Report No. 196
(17) Re L (Medical Treatment: Gillick Competency), 1998(2) FLR 810 (Sir Stephen Brown J) (10th June 1998).
A 14 year old girl was in a life threatening condition. She rejected medical treatment involving the possibility of a blood transfusion to which, because she was a Jehovah's witness, she would not consent. She had sincere convictions and was mature for her age. The surgeon made it clear to her that he was in no doubt that the blood transfusion was necessary to save her life. The girl had not been made aware of the actual manner of death. The surgeon, however, informed the Court that she would suffer a horrible death. The hospital authority sought leave of Court to administer blood transfusion without her consent. The issue was whether she was Gillick competent?
It was held by Stephen Brown J, granting permission for blood transfusio.- without her consen.- that though the child's religious views may not be discussed by the Court still, there was a distinction between 'a view' of this kind and the "constructive formulation of an opinion" which occurred with adult experience; this had not happened in this child's case. It must not be overlooked that she was still a child. Also she had a sheltered life, largely influenced by the Jehovah's witness congregation.
This necessarily limited her understanding of matters which were grave. She was not given all the information which it would be right and appropriate to have in her mind while deciding whether or not she could give consent. She was not 'Gillick Competent'. Re R (A Minor) (Wardship: Medical Treatment): 1991(4) All ER 177 (CA). The Court had, therefore, to decide what was in her best interests, as on the facts, it was not only in her best interests but absolutely vital, that she received the treatment despite her lack of consent.
Per Curiam: it will be appropriate to authorise treating without her consent even if the child were 'Gillick Competent' because this was an extreme case and she was in a grave condition.

**Required work:** Going by the case report, list every reason the court gave for concluding that the girl was not Gillick competent.

**Data excerpt:**
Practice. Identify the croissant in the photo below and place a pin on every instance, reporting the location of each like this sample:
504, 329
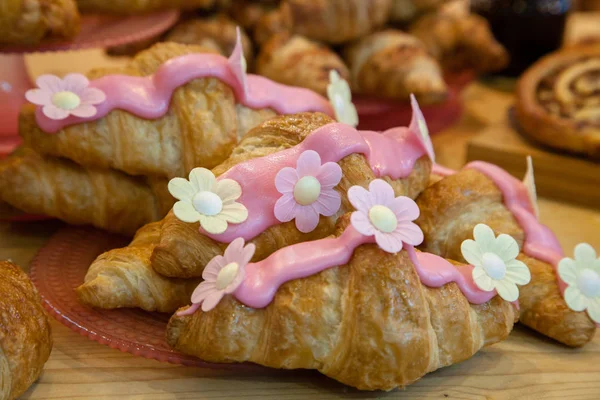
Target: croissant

**Exercise result:**
- Her religious view had not become the "constructive formulation of an opinion" that comes with adult experience.
- She was still a child.
- She had lived a sheltered life, largely influenced by the Jehovah's witness congregation, which limited her understanding of grave matters.
- She had not been given all the information it would be right and appropriate for her to have in mind when deciding whether she could consent.